> [Records supplied]:
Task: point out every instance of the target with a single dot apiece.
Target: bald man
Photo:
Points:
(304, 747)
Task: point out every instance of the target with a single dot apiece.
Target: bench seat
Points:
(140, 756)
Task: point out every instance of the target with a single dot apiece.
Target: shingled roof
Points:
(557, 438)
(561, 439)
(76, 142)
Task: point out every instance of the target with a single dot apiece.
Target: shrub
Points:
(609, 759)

* * *

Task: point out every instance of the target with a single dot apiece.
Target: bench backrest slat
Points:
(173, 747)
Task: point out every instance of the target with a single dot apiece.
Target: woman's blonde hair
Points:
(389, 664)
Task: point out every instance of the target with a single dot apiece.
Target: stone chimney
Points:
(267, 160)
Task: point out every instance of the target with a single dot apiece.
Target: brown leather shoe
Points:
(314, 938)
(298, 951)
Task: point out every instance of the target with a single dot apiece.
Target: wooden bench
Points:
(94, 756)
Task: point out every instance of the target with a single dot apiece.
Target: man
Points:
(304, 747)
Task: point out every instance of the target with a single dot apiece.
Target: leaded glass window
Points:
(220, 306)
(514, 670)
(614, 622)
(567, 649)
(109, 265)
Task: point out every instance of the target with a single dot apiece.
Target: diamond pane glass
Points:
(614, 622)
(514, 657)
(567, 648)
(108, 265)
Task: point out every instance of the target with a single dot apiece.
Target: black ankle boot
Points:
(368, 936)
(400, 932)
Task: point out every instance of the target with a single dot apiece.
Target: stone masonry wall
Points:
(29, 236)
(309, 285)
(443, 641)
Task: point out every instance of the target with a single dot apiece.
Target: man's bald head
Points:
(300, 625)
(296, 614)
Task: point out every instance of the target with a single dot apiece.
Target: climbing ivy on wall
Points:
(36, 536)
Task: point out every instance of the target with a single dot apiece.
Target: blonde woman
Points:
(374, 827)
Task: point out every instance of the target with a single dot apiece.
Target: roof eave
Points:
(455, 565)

> [What is needed]: Scan the listing above. Gather each line that contains the word "woman".

> [Expected answer]:
Target: woman's blonde hair
Target: blonde woman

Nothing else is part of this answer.